[Entries from a dataset]
▬▬▬

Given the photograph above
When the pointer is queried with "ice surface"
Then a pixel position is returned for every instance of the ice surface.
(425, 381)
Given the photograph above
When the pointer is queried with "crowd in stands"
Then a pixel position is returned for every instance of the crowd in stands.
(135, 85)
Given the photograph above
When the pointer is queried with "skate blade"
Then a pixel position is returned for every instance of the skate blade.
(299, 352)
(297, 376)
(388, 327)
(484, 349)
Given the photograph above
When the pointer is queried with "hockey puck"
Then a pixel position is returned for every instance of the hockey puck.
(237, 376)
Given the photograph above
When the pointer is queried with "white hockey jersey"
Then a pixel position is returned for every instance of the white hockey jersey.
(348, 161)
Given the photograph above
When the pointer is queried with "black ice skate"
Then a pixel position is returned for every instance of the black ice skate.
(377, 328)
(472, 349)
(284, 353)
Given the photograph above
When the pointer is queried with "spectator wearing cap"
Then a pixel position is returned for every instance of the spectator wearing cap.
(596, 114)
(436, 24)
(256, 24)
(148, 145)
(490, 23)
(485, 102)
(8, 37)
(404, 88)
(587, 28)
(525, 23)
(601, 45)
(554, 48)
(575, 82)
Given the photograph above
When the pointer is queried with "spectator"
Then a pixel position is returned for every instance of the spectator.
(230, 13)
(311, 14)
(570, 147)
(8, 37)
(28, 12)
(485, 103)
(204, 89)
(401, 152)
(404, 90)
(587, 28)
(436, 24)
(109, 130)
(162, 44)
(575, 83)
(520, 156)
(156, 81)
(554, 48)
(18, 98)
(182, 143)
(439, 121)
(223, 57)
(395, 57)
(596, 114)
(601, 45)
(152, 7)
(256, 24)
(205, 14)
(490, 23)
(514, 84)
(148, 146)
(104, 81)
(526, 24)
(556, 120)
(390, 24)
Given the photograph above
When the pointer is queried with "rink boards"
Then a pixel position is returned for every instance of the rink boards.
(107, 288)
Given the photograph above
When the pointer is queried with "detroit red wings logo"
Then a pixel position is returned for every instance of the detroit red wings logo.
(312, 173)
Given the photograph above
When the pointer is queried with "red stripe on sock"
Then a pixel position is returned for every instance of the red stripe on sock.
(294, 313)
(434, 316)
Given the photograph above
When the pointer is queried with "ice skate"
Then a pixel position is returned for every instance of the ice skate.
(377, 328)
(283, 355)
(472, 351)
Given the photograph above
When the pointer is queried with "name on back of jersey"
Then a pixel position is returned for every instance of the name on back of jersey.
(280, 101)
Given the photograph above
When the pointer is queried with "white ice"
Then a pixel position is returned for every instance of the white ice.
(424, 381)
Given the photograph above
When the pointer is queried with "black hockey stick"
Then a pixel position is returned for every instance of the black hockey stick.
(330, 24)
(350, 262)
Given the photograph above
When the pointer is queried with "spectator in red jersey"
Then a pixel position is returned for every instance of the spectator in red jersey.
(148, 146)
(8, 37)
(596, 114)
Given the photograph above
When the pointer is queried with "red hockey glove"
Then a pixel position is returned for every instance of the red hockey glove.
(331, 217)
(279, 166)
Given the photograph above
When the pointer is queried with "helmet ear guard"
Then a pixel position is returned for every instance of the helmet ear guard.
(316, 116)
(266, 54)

▬▬▬

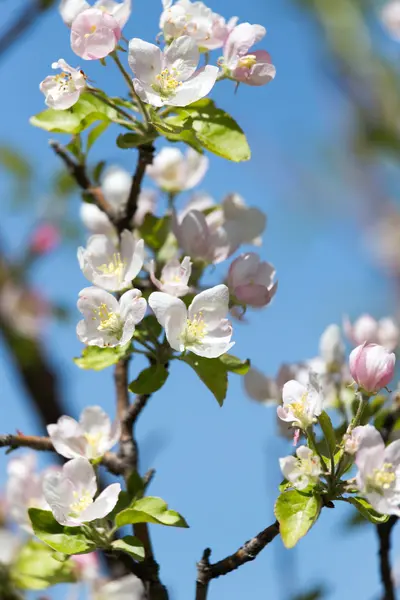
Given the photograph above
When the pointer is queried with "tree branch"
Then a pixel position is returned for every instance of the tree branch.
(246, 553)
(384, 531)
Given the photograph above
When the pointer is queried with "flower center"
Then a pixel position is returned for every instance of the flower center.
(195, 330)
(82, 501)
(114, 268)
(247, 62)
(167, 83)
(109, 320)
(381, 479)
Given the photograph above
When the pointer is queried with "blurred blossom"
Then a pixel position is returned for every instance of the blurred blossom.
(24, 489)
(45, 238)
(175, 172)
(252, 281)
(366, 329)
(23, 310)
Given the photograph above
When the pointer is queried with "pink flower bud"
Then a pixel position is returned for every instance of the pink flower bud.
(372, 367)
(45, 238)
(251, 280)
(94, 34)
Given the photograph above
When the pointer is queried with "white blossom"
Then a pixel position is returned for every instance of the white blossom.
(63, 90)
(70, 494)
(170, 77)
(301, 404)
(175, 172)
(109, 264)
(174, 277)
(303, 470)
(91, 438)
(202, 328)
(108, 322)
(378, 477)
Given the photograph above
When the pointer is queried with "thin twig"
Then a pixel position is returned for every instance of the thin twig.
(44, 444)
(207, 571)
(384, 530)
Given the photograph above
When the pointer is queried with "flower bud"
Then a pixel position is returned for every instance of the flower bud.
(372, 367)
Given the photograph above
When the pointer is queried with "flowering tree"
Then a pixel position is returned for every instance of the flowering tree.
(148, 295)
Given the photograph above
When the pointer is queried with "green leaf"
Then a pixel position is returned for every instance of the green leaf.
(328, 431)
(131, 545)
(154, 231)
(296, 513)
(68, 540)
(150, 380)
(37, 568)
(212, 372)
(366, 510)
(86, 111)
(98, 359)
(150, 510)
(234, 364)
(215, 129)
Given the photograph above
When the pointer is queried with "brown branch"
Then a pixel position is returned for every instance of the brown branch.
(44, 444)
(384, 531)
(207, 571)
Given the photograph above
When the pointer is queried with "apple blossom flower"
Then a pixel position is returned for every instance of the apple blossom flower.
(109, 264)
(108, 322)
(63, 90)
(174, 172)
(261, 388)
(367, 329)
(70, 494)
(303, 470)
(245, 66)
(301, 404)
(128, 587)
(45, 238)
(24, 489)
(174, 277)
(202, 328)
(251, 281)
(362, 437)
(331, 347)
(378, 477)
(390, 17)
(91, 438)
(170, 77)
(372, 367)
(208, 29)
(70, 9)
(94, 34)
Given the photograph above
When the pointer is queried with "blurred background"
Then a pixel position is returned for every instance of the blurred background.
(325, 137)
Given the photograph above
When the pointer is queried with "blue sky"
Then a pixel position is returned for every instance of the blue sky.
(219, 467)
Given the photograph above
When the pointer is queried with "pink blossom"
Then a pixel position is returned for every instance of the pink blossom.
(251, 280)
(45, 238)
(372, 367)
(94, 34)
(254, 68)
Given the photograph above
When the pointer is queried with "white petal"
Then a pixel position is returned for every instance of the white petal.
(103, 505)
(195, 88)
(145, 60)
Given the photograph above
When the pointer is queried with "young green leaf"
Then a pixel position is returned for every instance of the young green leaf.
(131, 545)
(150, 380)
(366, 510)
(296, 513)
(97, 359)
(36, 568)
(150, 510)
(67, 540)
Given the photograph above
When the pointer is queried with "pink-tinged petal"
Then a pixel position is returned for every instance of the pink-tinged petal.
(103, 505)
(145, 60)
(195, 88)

▬▬▬

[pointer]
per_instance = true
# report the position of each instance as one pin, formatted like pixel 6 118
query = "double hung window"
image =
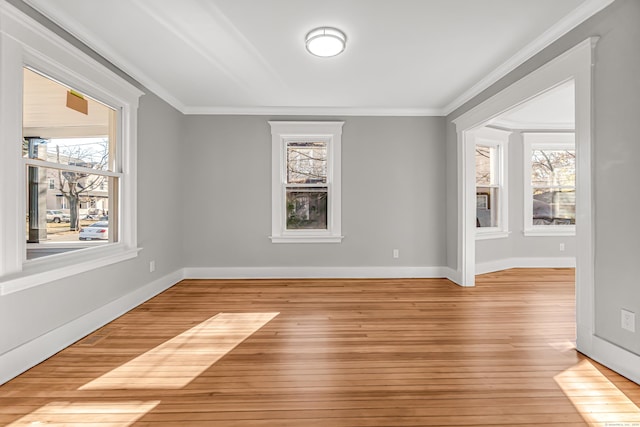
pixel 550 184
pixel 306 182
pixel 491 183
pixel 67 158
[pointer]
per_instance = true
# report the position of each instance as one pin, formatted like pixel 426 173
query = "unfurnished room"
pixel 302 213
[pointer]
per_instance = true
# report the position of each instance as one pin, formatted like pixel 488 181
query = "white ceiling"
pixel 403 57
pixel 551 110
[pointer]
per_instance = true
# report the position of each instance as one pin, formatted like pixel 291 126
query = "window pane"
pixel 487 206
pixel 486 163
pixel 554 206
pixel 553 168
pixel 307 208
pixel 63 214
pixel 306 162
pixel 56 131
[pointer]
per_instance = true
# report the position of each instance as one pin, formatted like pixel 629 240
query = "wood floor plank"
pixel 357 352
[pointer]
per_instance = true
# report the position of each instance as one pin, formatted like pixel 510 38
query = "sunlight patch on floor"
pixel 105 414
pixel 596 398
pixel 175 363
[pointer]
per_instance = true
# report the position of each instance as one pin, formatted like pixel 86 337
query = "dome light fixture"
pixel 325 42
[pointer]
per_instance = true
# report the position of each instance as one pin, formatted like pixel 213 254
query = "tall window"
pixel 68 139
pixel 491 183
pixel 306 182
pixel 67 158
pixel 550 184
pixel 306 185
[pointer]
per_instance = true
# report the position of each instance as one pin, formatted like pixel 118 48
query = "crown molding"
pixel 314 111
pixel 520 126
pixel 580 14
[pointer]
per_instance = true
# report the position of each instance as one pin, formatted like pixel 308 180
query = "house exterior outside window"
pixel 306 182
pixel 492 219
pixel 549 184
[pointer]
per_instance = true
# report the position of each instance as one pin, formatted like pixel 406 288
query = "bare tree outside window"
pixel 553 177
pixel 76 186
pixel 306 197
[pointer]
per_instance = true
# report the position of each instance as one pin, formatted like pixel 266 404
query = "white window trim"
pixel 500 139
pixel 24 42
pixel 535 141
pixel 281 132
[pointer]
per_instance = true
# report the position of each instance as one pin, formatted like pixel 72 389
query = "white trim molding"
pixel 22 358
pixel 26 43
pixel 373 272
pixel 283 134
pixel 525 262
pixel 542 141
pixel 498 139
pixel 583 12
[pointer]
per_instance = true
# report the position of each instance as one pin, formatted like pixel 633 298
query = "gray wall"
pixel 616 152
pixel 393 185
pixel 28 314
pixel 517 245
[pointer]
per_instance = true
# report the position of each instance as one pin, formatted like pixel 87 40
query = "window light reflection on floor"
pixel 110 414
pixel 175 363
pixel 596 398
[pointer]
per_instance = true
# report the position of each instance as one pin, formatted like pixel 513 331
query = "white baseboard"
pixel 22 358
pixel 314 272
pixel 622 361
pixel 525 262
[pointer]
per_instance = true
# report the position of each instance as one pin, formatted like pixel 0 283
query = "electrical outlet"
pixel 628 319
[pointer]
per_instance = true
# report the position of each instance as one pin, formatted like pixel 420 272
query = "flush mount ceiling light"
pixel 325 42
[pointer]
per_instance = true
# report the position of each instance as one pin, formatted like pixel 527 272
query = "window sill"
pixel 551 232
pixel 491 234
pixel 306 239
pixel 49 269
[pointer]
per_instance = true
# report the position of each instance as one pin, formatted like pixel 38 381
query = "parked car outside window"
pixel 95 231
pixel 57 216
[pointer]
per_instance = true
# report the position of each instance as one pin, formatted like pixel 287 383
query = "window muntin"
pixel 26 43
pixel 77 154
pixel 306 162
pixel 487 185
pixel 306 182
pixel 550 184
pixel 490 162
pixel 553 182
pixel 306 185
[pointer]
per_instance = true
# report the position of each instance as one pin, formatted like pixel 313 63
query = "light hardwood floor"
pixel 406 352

▬▬▬

[GIVEN PROBLEM] Count the lines in the records above that contain the string "stripe", treating uppercase and lowercase as different, and give only the number.

[RESPONSE TO THE EXERCISE] 2